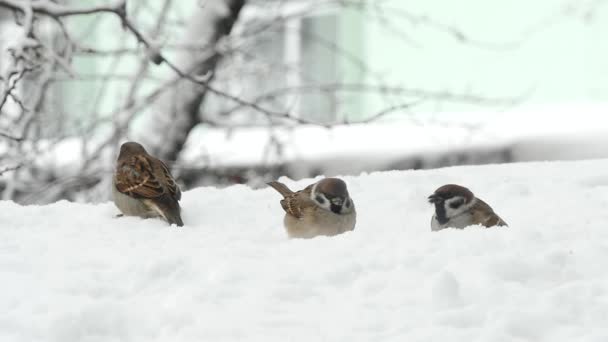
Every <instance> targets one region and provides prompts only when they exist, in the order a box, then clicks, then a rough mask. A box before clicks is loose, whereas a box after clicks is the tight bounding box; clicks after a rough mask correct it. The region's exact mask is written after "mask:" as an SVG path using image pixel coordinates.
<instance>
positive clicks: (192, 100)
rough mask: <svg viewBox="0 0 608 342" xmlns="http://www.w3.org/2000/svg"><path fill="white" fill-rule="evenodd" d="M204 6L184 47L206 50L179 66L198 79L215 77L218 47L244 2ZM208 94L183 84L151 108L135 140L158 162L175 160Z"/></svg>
mask: <svg viewBox="0 0 608 342" xmlns="http://www.w3.org/2000/svg"><path fill="white" fill-rule="evenodd" d="M203 4H204V5H200V6H199V7H197V9H196V11H195V13H194V14H193V15H192V17H191V18H190V21H189V27H188V28H187V36H186V38H185V39H184V43H186V44H195V45H196V46H200V47H206V48H205V49H204V50H203V51H196V52H188V51H184V52H182V53H181V54H180V56H179V58H178V61H177V63H176V65H177V67H178V68H179V69H180V70H182V71H184V72H189V73H190V75H191V76H195V77H200V76H204V75H207V74H209V73H211V75H213V72H214V70H215V68H216V65H217V63H218V61H219V59H220V58H221V56H220V54H219V53H218V52H217V51H216V48H215V47H216V45H217V43H218V42H219V41H220V39H221V38H222V37H224V36H227V35H228V34H230V31H231V30H232V27H233V25H234V23H235V22H236V20H237V18H238V16H239V13H240V11H241V9H242V7H243V6H244V4H245V0H223V1H220V0H214V1H205V2H203ZM193 70H194V72H192V71H193ZM206 93H207V91H206V89H205V88H204V87H203V86H201V85H199V84H196V83H194V82H192V81H190V80H186V79H182V80H180V81H179V84H178V85H177V86H176V87H175V90H173V91H170V92H167V93H166V94H165V95H164V96H163V97H161V98H160V99H159V100H158V101H157V103H156V104H155V106H154V107H152V109H153V110H152V113H150V116H149V117H148V118H147V121H146V122H145V124H144V129H143V131H140V134H137V135H136V136H138V138H139V140H140V141H141V142H142V143H143V144H144V146H146V148H148V151H149V152H150V153H153V154H154V155H156V156H157V157H158V158H160V159H162V160H166V161H174V160H176V159H177V157H178V156H179V153H180V152H181V150H182V148H183V146H184V144H185V143H186V139H187V138H188V134H189V133H190V131H191V130H192V129H193V128H194V127H195V126H196V125H197V124H198V123H199V122H200V117H199V109H200V106H201V103H202V102H203V100H204V98H205V95H206Z"/></svg>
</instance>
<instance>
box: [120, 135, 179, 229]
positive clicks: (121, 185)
mask: <svg viewBox="0 0 608 342" xmlns="http://www.w3.org/2000/svg"><path fill="white" fill-rule="evenodd" d="M112 195H113V198H114V204H116V206H117V207H118V209H120V211H121V212H122V213H123V214H124V215H127V216H139V217H143V218H149V217H161V218H163V219H165V220H166V221H167V222H169V223H170V224H173V223H175V224H176V225H178V226H180V227H181V226H183V225H184V223H183V221H182V218H181V208H180V206H179V202H178V201H179V200H180V199H181V196H182V193H181V190H180V189H179V186H178V185H177V184H176V183H175V180H174V179H173V176H171V173H170V172H169V169H168V168H167V166H166V165H165V164H164V163H163V162H162V161H160V160H159V159H157V158H154V157H153V156H151V155H149V154H148V152H146V150H145V149H144V147H143V146H142V145H140V144H138V143H136V142H126V143H124V144H122V146H120V153H119V155H118V160H117V162H116V170H115V172H114V176H113V177H112Z"/></svg>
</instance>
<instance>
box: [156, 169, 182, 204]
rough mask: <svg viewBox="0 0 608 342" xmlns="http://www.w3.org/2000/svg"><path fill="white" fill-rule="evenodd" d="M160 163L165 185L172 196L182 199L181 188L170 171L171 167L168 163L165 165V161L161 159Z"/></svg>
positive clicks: (176, 197)
mask: <svg viewBox="0 0 608 342" xmlns="http://www.w3.org/2000/svg"><path fill="white" fill-rule="evenodd" d="M158 164H159V165H160V170H161V174H162V177H163V180H164V185H165V186H166V188H167V190H168V192H169V193H170V194H171V196H172V197H173V198H175V199H176V200H178V201H179V200H180V199H182V191H181V189H180V188H179V185H177V183H175V179H174V178H173V176H172V175H171V172H169V168H168V167H167V165H165V163H163V162H162V161H161V160H158Z"/></svg>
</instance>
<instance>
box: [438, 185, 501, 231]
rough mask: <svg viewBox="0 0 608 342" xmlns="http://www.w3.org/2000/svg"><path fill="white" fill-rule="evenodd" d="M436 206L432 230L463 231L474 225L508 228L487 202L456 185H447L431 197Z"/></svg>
mask: <svg viewBox="0 0 608 342" xmlns="http://www.w3.org/2000/svg"><path fill="white" fill-rule="evenodd" d="M429 202H430V203H432V204H434V205H435V214H433V218H432V219H431V230H432V231H437V230H441V229H445V228H459V229H462V228H464V227H467V226H472V225H482V226H485V227H486V228H487V227H493V226H507V223H506V222H505V221H503V220H502V219H501V218H500V217H499V216H498V215H497V214H496V213H495V212H494V210H492V207H490V206H489V205H488V204H487V203H486V202H484V201H482V200H481V199H480V198H477V197H475V195H473V193H472V192H471V190H469V189H467V188H465V187H464V186H460V185H456V184H447V185H444V186H442V187H440V188H439V189H437V190H435V192H434V193H433V194H432V195H430V196H429Z"/></svg>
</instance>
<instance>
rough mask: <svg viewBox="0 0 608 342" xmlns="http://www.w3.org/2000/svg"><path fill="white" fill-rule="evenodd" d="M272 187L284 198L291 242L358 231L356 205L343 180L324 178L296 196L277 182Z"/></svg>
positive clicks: (285, 224) (285, 227)
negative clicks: (323, 178)
mask: <svg viewBox="0 0 608 342" xmlns="http://www.w3.org/2000/svg"><path fill="white" fill-rule="evenodd" d="M268 185H270V186H271V187H272V188H274V189H275V190H276V191H278V192H279V193H280V194H281V195H282V196H283V199H282V200H281V207H283V210H284V211H285V217H284V219H283V224H284V226H285V230H286V231H287V235H288V237H289V238H303V239H309V238H313V237H316V236H334V235H338V234H341V233H344V232H347V231H352V230H353V229H355V223H356V220H357V212H356V210H355V203H354V202H353V200H352V199H351V198H350V196H349V194H348V190H347V188H346V183H345V182H344V181H343V180H341V179H339V178H324V179H321V180H320V181H318V182H316V183H314V184H310V185H309V186H307V187H306V188H304V189H302V190H299V191H296V192H294V191H291V190H290V189H289V188H288V187H287V186H286V185H285V184H283V183H280V182H277V181H273V182H270V183H268Z"/></svg>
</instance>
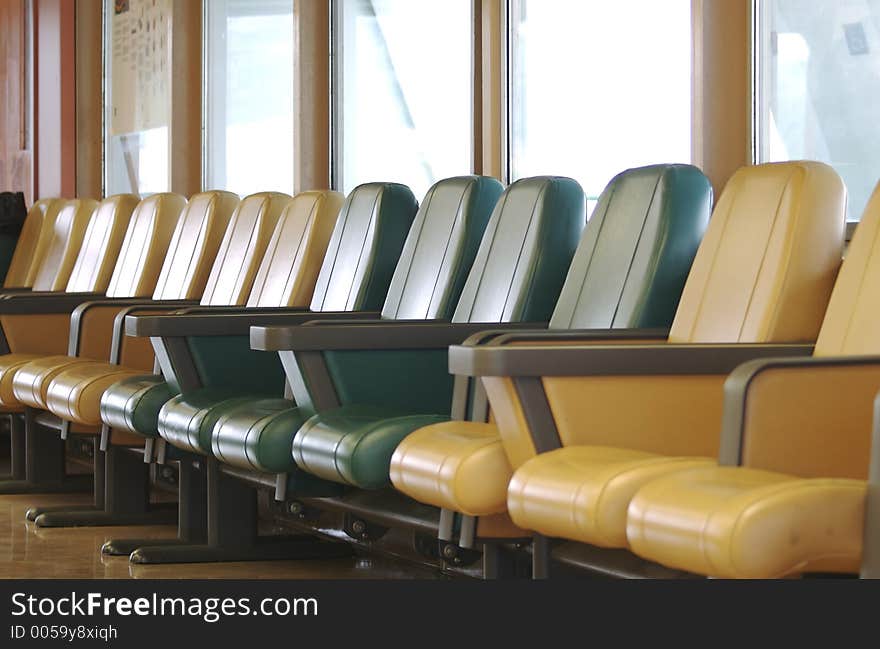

-=-=-

### The task
From the first line to the last, repeat the records above exactly, leaving out the pictures.

### Written solution
Every <instance> targets one region and provides prompts only when they exist, in the order a box, then clicks, then a rough mask. A box before clicks is loose, whereas a box after clicks is the tight bounding box; clicks after a rough mask correct it. The region's exact mask is written after "mask:" as an SVG path using image pixel coordinates.
<instance>
positive clicks: (192, 100)
rough mask: <svg viewBox="0 0 608 342" xmlns="http://www.w3.org/2000/svg"><path fill="white" fill-rule="evenodd" d="M204 6L184 47L206 50L179 66L198 79L215 77L218 47L244 2ZM208 94L183 84L151 108L135 140L158 162L175 160Z"/></svg>
mask: <svg viewBox="0 0 608 342" xmlns="http://www.w3.org/2000/svg"><path fill="white" fill-rule="evenodd" d="M203 4H204V5H200V6H199V7H197V9H196V11H195V13H194V14H193V15H192V17H191V18H190V21H189V27H188V28H187V36H186V38H185V39H184V43H186V44H195V45H196V46H200V47H206V48H205V49H204V50H203V51H196V52H188V51H184V52H182V53H181V54H180V56H179V58H178V61H177V63H176V65H177V67H178V68H179V69H180V70H182V71H184V72H189V73H190V75H191V76H195V77H200V76H204V75H207V74H209V73H211V75H213V72H214V70H215V68H216V65H217V63H218V61H219V59H220V58H221V56H220V54H219V53H218V52H217V51H216V48H215V47H216V45H217V43H218V42H219V41H220V39H221V38H222V37H224V36H227V35H228V34H230V31H231V30H232V27H233V25H234V23H235V22H236V20H237V18H238V16H239V13H240V11H241V9H242V7H243V6H244V4H245V0H223V1H220V0H214V1H205V2H203ZM193 70H194V72H192V71H193ZM206 93H207V91H206V89H205V88H204V87H203V86H201V85H199V84H196V83H194V82H192V81H190V80H186V79H182V80H180V81H179V84H178V85H177V86H176V87H175V90H173V91H170V92H167V93H166V94H165V95H164V96H163V97H161V98H160V99H159V100H158V101H157V103H156V104H155V106H154V107H152V109H153V110H152V113H150V116H149V117H148V118H147V121H146V122H145V124H144V129H143V131H140V134H137V135H136V136H138V138H139V140H140V141H141V142H142V143H143V144H144V146H146V148H148V151H149V152H150V153H153V154H154V155H156V156H157V157H158V158H160V159H162V160H166V161H174V160H176V159H177V157H178V156H179V153H180V152H181V150H182V148H183V146H184V144H185V143H186V139H187V138H188V134H189V133H190V131H191V130H192V129H193V128H194V127H195V126H196V125H197V124H198V123H199V122H200V117H199V109H200V106H201V103H202V102H203V100H204V98H205V95H206Z"/></svg>
</instance>
<instance>
box: [120, 135, 179, 229]
positive clicks: (121, 185)
mask: <svg viewBox="0 0 608 342" xmlns="http://www.w3.org/2000/svg"><path fill="white" fill-rule="evenodd" d="M112 195H113V198H114V204H116V206H117V207H118V209H120V211H121V212H122V213H123V214H124V215H127V216H139V217H143V218H149V217H161V218H163V219H165V220H166V221H167V222H169V223H170V224H173V223H175V224H176V225H178V226H180V227H181V226H183V225H184V223H183V221H182V218H181V208H180V206H179V202H178V201H179V200H180V199H181V196H182V193H181V190H180V189H179V186H178V185H177V184H176V183H175V180H174V179H173V176H171V173H170V172H169V169H168V168H167V166H166V165H165V164H164V163H163V162H162V161H160V160H159V159H157V158H154V157H153V156H151V155H149V154H148V152H146V150H145V149H144V147H143V146H142V145H140V144H138V143H136V142H126V143H124V144H122V146H120V153H119V155H118V160H117V162H116V170H115V172H114V176H113V177H112Z"/></svg>
</instance>
<instance>
box: [156, 169, 182, 204]
rough mask: <svg viewBox="0 0 608 342" xmlns="http://www.w3.org/2000/svg"><path fill="white" fill-rule="evenodd" d="M160 163L165 185L172 196L182 199L181 188L170 171L171 167L168 163L165 165V161L161 159Z"/></svg>
positive clicks: (176, 197)
mask: <svg viewBox="0 0 608 342" xmlns="http://www.w3.org/2000/svg"><path fill="white" fill-rule="evenodd" d="M158 164H159V165H160V170H161V174H162V177H163V180H164V185H165V186H166V188H167V190H168V192H169V193H170V194H171V196H172V197H173V198H175V199H176V200H178V201H179V200H180V199H182V191H181V189H180V188H179V185H177V183H175V179H174V178H173V176H172V175H171V172H169V168H168V167H167V165H165V163H163V162H162V161H161V160H158Z"/></svg>
</instance>
<instance>
box: [438, 185, 501, 231]
rough mask: <svg viewBox="0 0 608 342" xmlns="http://www.w3.org/2000/svg"><path fill="white" fill-rule="evenodd" d="M436 206L432 230L463 231L474 225L508 228L487 202L456 185H447L431 197Z"/></svg>
mask: <svg viewBox="0 0 608 342" xmlns="http://www.w3.org/2000/svg"><path fill="white" fill-rule="evenodd" d="M429 202H430V203H432V204H434V205H435V214H433V218H432V219H431V230H432V231H437V230H441V229H445V228H459V229H462V228H464V227H467V226H472V225H482V226H485V227H486V228H487V227H493V226H507V223H506V222H505V221H503V220H502V219H501V218H500V217H499V216H498V215H497V214H496V213H495V212H494V210H492V207H490V206H489V205H488V204H487V203H486V202H484V201H482V200H481V199H480V198H477V197H475V195H473V193H472V192H471V190H469V189H467V188H465V187H464V186H460V185H456V184H447V185H444V186H442V187H440V188H439V189H437V190H435V192H434V193H433V194H432V195H430V196H429Z"/></svg>
</instance>
<instance>
rough mask: <svg viewBox="0 0 608 342" xmlns="http://www.w3.org/2000/svg"><path fill="white" fill-rule="evenodd" d="M272 187L284 198L291 242L358 231L356 205L343 180L324 178L296 196L277 182Z"/></svg>
positive clicks: (285, 224) (285, 227)
negative clicks: (323, 178)
mask: <svg viewBox="0 0 608 342" xmlns="http://www.w3.org/2000/svg"><path fill="white" fill-rule="evenodd" d="M268 185H270V186H271V187H272V188H274V189H275V190H276V191H278V192H279V193H280V194H281V195H282V196H283V199H282V200H281V207H283V210H284V211H285V217H284V219H283V224H284V226H285V230H286V231H287V235H288V237H289V238H303V239H309V238H313V237H316V236H334V235H338V234H341V233H344V232H347V231H352V230H353V229H355V223H356V220H357V212H356V210H355V203H354V202H353V200H352V199H351V198H350V196H349V194H348V190H347V188H346V183H345V182H344V181H343V180H341V179H339V178H324V179H321V180H320V181H318V182H316V183H314V184H310V185H309V186H307V187H306V188H304V189H302V190H299V191H296V192H294V191H291V190H290V189H289V188H288V187H287V186H286V185H285V184H283V183H280V182H277V181H273V182H270V183H268Z"/></svg>
</instance>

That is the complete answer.